(Collected data)
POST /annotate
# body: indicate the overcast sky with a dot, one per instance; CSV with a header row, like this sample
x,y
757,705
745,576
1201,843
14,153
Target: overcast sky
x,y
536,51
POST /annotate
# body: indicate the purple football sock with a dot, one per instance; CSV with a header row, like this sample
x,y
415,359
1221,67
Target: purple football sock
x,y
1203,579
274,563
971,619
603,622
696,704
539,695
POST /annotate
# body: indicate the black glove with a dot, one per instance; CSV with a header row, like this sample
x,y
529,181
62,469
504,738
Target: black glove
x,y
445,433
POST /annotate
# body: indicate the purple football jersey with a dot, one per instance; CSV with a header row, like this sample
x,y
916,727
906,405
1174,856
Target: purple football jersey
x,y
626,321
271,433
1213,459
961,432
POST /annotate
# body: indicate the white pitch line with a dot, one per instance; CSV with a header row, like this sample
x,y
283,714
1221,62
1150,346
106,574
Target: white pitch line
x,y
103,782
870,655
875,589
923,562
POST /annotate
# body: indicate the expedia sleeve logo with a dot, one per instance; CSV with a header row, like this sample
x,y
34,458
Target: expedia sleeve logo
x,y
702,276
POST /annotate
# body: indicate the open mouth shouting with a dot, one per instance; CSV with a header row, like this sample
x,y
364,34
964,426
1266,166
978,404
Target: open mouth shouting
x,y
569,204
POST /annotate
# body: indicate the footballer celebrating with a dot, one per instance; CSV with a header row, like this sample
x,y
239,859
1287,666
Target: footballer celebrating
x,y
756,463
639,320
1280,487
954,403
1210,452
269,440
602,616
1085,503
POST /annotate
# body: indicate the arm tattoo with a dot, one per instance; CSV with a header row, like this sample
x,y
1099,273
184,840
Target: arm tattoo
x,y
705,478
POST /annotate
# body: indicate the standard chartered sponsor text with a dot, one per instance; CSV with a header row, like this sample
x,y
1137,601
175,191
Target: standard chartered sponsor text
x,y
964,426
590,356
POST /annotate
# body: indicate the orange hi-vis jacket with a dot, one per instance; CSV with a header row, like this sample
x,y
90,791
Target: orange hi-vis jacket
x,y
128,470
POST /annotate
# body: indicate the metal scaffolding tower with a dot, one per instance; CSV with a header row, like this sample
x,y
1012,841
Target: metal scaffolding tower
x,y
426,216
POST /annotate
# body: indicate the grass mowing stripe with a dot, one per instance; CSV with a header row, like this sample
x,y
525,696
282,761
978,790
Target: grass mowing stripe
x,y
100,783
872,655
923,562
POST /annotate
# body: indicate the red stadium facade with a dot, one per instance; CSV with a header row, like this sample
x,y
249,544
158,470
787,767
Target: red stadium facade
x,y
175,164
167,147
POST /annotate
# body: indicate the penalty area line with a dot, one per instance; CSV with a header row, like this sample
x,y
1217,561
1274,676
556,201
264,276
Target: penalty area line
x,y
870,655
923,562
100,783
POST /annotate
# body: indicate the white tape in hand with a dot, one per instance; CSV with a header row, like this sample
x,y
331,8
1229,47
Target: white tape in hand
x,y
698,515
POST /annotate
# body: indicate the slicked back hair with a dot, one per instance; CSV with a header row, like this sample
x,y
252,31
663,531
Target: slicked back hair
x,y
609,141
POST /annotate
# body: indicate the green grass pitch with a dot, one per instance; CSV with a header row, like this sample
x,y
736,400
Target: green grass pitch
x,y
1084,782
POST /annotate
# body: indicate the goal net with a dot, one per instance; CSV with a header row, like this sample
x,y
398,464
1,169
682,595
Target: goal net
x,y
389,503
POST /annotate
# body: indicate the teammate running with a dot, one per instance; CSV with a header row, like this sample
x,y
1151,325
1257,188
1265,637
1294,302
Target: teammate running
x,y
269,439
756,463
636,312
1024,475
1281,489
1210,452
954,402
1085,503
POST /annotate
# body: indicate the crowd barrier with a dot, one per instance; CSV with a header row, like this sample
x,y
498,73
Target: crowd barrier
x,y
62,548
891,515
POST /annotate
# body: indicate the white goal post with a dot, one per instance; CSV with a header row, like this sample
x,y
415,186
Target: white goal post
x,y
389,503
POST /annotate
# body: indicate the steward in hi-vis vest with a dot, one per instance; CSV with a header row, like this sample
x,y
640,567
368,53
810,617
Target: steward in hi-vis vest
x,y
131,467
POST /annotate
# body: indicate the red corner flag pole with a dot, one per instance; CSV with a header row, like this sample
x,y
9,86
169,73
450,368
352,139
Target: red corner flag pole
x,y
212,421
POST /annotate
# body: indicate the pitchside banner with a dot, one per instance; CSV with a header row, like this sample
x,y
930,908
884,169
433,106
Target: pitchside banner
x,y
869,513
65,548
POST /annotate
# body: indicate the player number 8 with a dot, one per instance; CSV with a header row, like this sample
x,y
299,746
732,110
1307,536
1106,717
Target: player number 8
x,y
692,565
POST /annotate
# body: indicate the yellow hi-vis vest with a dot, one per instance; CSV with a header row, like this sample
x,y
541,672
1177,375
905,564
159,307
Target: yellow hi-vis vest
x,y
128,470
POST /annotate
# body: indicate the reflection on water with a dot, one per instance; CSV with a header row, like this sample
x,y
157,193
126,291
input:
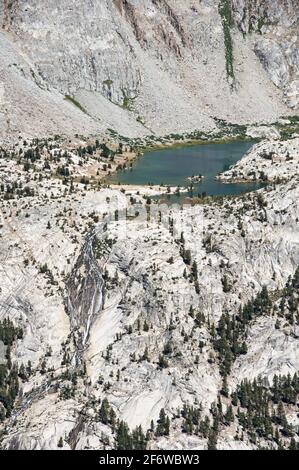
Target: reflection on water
x,y
173,166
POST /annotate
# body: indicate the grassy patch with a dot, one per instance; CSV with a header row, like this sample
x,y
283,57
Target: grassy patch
x,y
75,103
227,22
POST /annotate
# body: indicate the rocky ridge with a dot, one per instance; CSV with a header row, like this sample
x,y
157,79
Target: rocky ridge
x,y
122,62
148,286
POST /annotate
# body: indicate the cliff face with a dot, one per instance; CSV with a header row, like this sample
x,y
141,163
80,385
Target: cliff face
x,y
277,23
171,65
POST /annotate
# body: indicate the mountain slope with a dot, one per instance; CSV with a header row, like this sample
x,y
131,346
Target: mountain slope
x,y
125,61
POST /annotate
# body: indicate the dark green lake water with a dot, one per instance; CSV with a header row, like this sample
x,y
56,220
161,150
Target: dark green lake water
x,y
173,167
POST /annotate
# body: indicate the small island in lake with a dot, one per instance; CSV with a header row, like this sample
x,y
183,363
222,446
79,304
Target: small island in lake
x,y
195,178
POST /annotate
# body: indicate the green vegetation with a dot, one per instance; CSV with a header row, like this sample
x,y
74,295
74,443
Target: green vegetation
x,y
227,22
75,103
9,373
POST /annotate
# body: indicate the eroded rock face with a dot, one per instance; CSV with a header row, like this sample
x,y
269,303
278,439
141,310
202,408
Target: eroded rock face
x,y
125,61
267,161
151,297
277,46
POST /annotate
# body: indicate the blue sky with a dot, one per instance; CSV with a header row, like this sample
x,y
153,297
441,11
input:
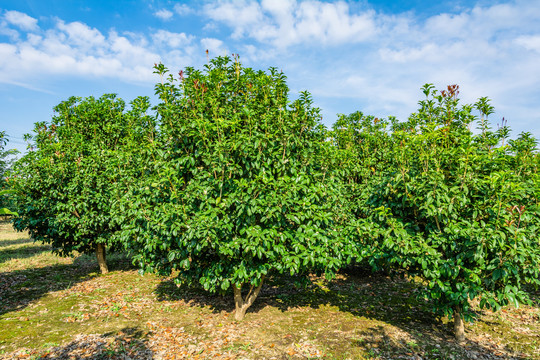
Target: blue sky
x,y
371,55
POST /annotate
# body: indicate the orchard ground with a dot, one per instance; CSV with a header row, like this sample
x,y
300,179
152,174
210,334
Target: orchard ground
x,y
55,307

WORK REQUIRED: Reproduce every entry exactly, but omit each picture.

ANSWER SECTION:
POST /annotate
# body: indicate the overcast sky with a dot, one per instance; CSV with a header row, like this sample
x,y
757,705
745,576
1201,843
14,153
Target: overcast sky
x,y
536,51
POST /annotate
# body: indicate the purple football sock with a dot, one per instance; CSV with a header row, like this sample
x,y
415,359
1221,67
Target: purple football sock
x,y
1203,579
274,563
971,619
603,622
696,704
539,695
POST /annotate
# body: indicate the black glove with a dot, one per instance; CSV with a header row, like this sample
x,y
529,181
62,469
504,738
Target: black glove
x,y
445,433
POST /annotate
# body: indicate the purple football jersey with a dot, one per instance; CSV with a header row, like this sample
x,y
916,727
906,405
1174,856
Target: purple football jersey
x,y
626,321
271,433
1213,459
961,432
POST /annotate
# body: indicate the white pitch line with a dot, one per instance; CSV with a header row, like this sample
x,y
283,714
1221,62
1150,346
106,574
Target: white pitch line
x,y
103,782
870,655
875,589
923,562
POST /annotate
# body: indicate the expedia sleeve logo with a dot, one per instance; CSV with a header row, like this sample
x,y
34,458
Target: expedia sleeve logo
x,y
702,276
POST /annotate
# body: indicate the open mouth shouting with a dot, one per instance; CSV with a header row, like this sample
x,y
364,34
964,426
1266,166
978,404
Target: open mouth shouting
x,y
569,204
POST /annotate
# body: indicate the footballer celebrating with a dot, one per instance; CSV with a header row, like this sample
x,y
239,859
1287,666
Target: footballer celebrating
x,y
756,463
639,320
1280,487
954,403
1210,452
269,440
602,616
1085,503
POST /annotate
# body: indicate the arm tattoo with a dot, one per instance; CSV with a header row, like this sample
x,y
1099,273
184,840
Target: arm tattoo
x,y
705,478
POST /annotate
# body: indicate the standard chartered sponsor text with a dot, one per instance; CSV with a header row, like this sample
x,y
1137,601
175,191
Target: standard chartered sponsor text
x,y
964,426
590,356
POST /annotate
# body: indicate the orange hi-vis jacket with a dot, one per instance; CSV with a header row, like this sample
x,y
90,791
Target: orange hi-vis jacket
x,y
128,470
POST /annotate
# body: indicate the metal scaffolding tower with a dot, one per instance; CSV with a header row, like this sample
x,y
1012,841
Target: metal scaffolding tower
x,y
426,216
POST /annotate
# body: indicate the grass mowing stripe with a dot, one per instance; CSV with a header row, like this sample
x,y
525,696
282,761
978,790
Target: grass mowing stripe
x,y
100,783
872,655
923,562
POST /annotate
# body: indicate the red stadium facade with a dot, one per instance; CSV with a header row, like this sample
x,y
249,544
158,470
787,767
Target: red stadium facade
x,y
175,164
167,147
POST /annotate
# body: indicate the penalty area line with a dot, one per instance; CSV with a header row, like this sample
x,y
1217,561
1274,676
556,201
264,276
Target: penalty area line
x,y
870,655
923,562
100,783
POST /annotate
# body: indicate the white tape in hand with a dot, one per instance; CSV with a header row, like this sample
x,y
331,8
1229,47
Target: white tape in hand
x,y
698,515
POST /annotate
# body: indicate the slicked back hair with a dot, one per instance; CSV with a header row, like this sample
x,y
252,31
663,531
Target: slicked back hair
x,y
609,141
POST /annotate
# body: indicate the green grass pitch with a dot, one per instance; CSV with a header row, like this sample
x,y
736,400
Target: green grass pitch
x,y
1084,782
POST /annotate
# body: indicate the goal net with a dot, one per instance; CSV with a header row, like this sample
x,y
398,464
1,169
682,595
Target: goal net
x,y
389,503
POST /annotate
# body: indicate the teammate running with a dot, one per instance; CSV with a header row, like this sample
x,y
1151,325
1257,188
1265,637
1294,302
Target: teammate running
x,y
269,439
756,463
636,312
1024,475
1281,489
1210,452
954,402
1085,503
POST /annotate
# body: indicate the crowd barrier with a dot, one per instance; CSV with a header row, like this sample
x,y
498,73
Target: crowd barrier
x,y
62,548
891,515
POST /annotate
# body: indicate the white goal post with a dot, one per instance; CSV with a header row, like this sample
x,y
415,186
Target: white goal post
x,y
389,503
POST /annotate
# body: indicate the steward in hi-vis vest with a dot, one per instance; CSV with a header row, like this sample
x,y
640,567
368,53
810,617
Target: steward in hi-vis vest
x,y
131,467
POST /annotate
# body: indicate the red corner flag pole with a dot, one per instance; CSV with a header row, like this sample
x,y
9,86
169,73
450,368
352,139
Target: red corner flag pole
x,y
212,421
POST /annotate
# body: indicate the pitchside banner with a dot, one per instance; CSV with a header row, like this sample
x,y
930,908
884,169
433,106
Target: pitchside banner
x,y
869,513
65,548
POST /annotate
# body: indicate the player number 8 with a dot, one per instance; CSV with a header row, like this sample
x,y
299,746
732,110
1307,536
1106,717
Target: player number 8
x,y
692,565
POST /annotate
# body: indicate the yellow hi-vis vest with a dot, one per instance; CSV with a header row, like this sample
x,y
541,672
1177,375
905,564
159,307
Target: yellow hi-vis vest
x,y
128,470
POST /annotate
# body: indicate the reflection on water with a dot, one per instance; CSV with a header row, like this sample
x,y
157,193
126,291
input:
Target: reflection on water
x,y
173,166
POST /annotate
# body: indicate the grassy patch with a dot, one per instance; CSV with a header row, like this sample
x,y
283,57
Target: grassy patch
x,y
75,103
227,22
POST /annotate
# body: indicate the rocky ridge with a dot, one per instance; CSV with a header row, like this sample
x,y
157,79
Target: rocky ridge
x,y
122,62
148,286
POST /annotate
# body: indicate the cliff face with a dot, one per instance; CSV with a header row, like this sample
x,y
141,163
80,385
Target: cliff face
x,y
277,23
171,65
POST /annotate
# body: indicate the mountain slope with a dot, one per instance; CSV with a header row, like this sample
x,y
131,346
Target: mountain slope
x,y
125,61
POST /annotate
# body: indicate the dark green lake water with a dot, one per instance; CSV with a header row, like this sample
x,y
56,220
161,150
Target: dark green lake water
x,y
173,167
POST /annotate
# body: indicate the small island in lake with a dot, one per instance; CSV with a header row, like this sample
x,y
183,363
222,446
79,304
Target: small island in lake
x,y
195,178
POST /annotate
# body: indicate the green vegetation with a dot, one per instance; CSV with a header row, like this sample
x,y
74,295
74,443
Target: green vegetation
x,y
227,22
75,103
9,373
POST /annotate
# body: indicate the eroded rock face with a dot, one per instance; CSV with a header row, like this sample
x,y
269,303
278,439
141,310
202,408
Target: eroded rock face
x,y
125,61
267,161
151,297
277,46
POST /annotate
# body: indicate the blue sky with a dot, one per instance; CSV with a header row, like this sample
x,y
153,297
441,11
input:
Target: blue sky
x,y
371,55
POST /annotate
# body: indicate the orchard ground with a dot, one per instance; CSV with a header row, like this sample
x,y
300,179
152,174
210,334
Target: orchard ground
x,y
55,307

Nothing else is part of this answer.